# Supplied records
※

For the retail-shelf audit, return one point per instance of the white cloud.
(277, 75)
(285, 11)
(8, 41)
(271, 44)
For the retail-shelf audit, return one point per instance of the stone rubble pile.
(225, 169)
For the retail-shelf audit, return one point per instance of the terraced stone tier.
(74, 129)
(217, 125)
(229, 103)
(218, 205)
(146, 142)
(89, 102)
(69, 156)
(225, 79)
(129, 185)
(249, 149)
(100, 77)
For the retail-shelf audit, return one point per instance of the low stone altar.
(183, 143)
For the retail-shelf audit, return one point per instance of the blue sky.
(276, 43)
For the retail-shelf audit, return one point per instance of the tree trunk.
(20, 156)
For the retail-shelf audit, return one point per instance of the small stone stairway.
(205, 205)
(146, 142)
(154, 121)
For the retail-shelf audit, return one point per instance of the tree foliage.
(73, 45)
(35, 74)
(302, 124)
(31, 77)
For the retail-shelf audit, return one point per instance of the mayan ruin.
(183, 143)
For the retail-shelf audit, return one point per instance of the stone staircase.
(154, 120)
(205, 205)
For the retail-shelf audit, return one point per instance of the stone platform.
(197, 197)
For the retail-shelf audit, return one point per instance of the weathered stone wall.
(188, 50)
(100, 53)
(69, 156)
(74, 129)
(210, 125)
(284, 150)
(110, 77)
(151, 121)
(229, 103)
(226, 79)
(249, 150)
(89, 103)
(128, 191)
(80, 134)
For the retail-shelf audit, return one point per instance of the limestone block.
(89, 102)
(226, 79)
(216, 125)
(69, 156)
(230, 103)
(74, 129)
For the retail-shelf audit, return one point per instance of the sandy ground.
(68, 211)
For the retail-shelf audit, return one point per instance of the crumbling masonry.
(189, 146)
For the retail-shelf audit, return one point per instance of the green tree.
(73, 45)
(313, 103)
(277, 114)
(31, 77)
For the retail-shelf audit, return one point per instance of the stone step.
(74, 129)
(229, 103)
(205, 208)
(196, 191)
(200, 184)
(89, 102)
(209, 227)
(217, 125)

※

Copy the rows from the line containing "the mayan ruin." through the end of the rows, inclusive, reproducing them word for word.

For the retail-shelf audit, return one point per instance of the mayan ruin.
(183, 143)
For the retail-shelf audit, return one point per instance of the stone staircase.
(154, 120)
(205, 205)
For the retail-shelf audit, return one point per instance of the stone platform.
(197, 197)
For the retail-shelf audit, return one point per instance of the weathered stone wall.
(188, 50)
(100, 53)
(69, 156)
(74, 129)
(210, 125)
(284, 150)
(110, 77)
(151, 121)
(229, 103)
(226, 79)
(249, 150)
(89, 103)
(128, 191)
(80, 134)
For the retail-shelf audit, return one point per instance of the limestone block.
(89, 102)
(226, 79)
(216, 125)
(69, 156)
(230, 103)
(74, 129)
For the retail-shelf audit, return one point per instance of the sandy ground.
(68, 211)
For the retail-shelf audit, return one point per instance of the crumbling masonry.
(189, 146)
For the retail-shelf audit, return one point per instance of the green tree.
(73, 45)
(313, 103)
(277, 114)
(31, 77)
For the retail-shelf audit, return one point per instance of the stone step.
(74, 129)
(229, 103)
(205, 208)
(196, 191)
(200, 184)
(89, 102)
(209, 227)
(217, 125)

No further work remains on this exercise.